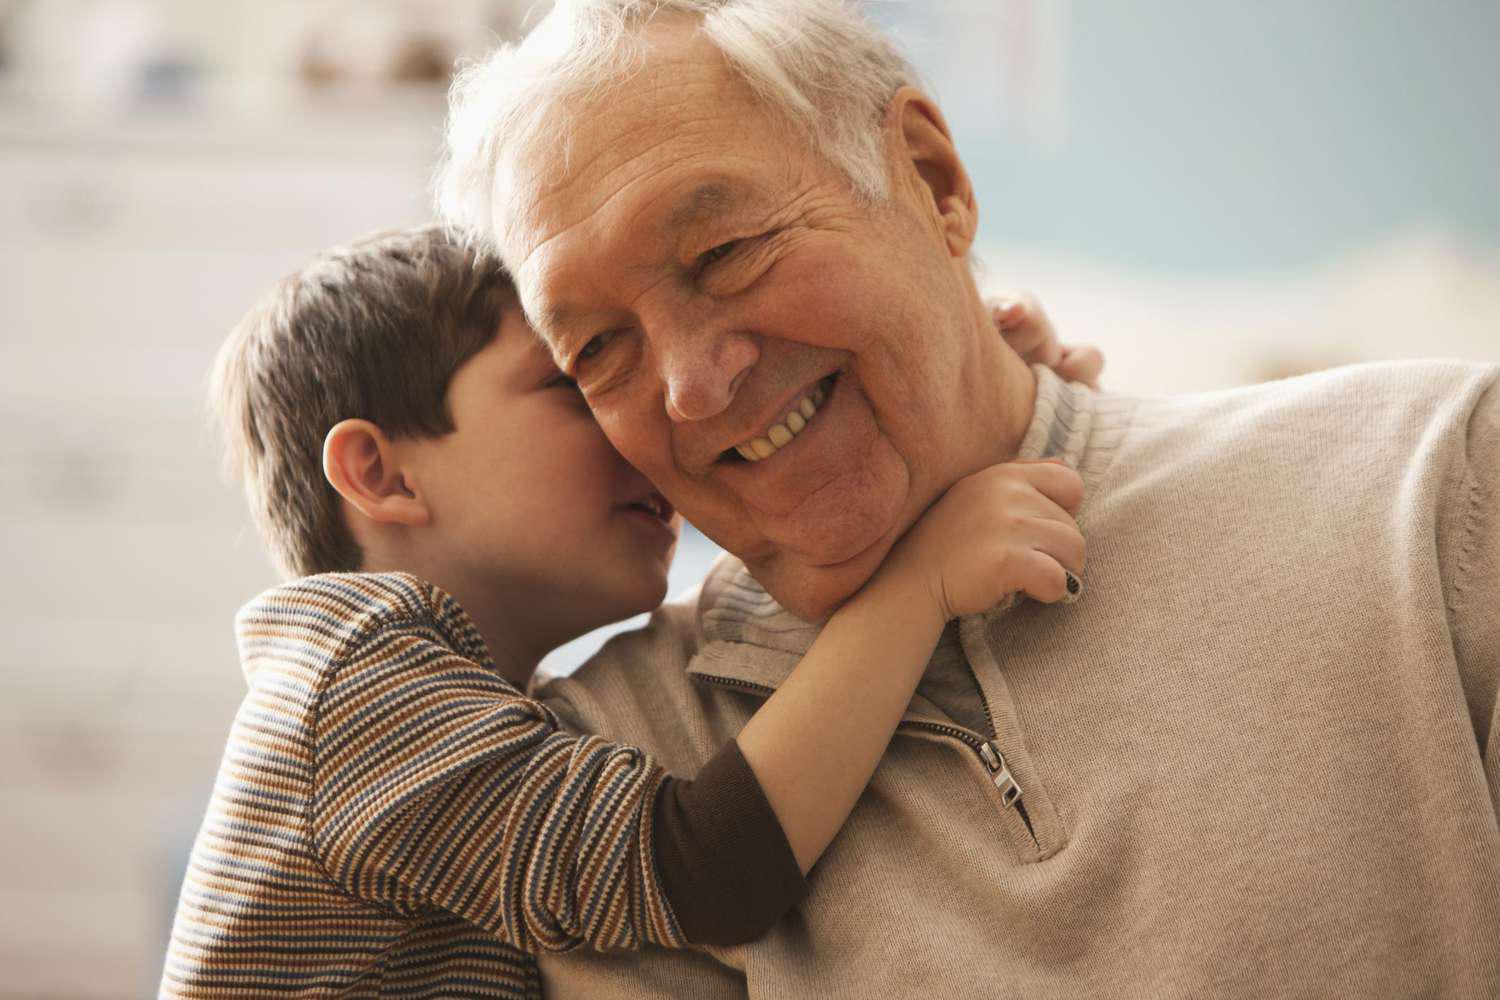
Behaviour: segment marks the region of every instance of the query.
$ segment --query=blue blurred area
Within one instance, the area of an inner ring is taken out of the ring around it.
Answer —
[[[948,112],[991,240],[1189,273],[1285,271],[1416,227],[1500,244],[1500,4],[872,10]],[[1013,70],[1049,32],[1062,127],[1039,143]]]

◆ Task: Write out exactly the lines starting with the one that holds "--query=blue blurred area" and running through the last line above.

◆ Reply to the exercise:
$ segment --query=blue blurred area
Within one instance, the area of an inner ring is taken out of the ring around it.
Answer —
[[[948,112],[991,240],[1189,273],[1285,271],[1416,227],[1500,244],[1500,4],[872,10]],[[1013,70],[1049,32],[1062,127],[1039,143]]]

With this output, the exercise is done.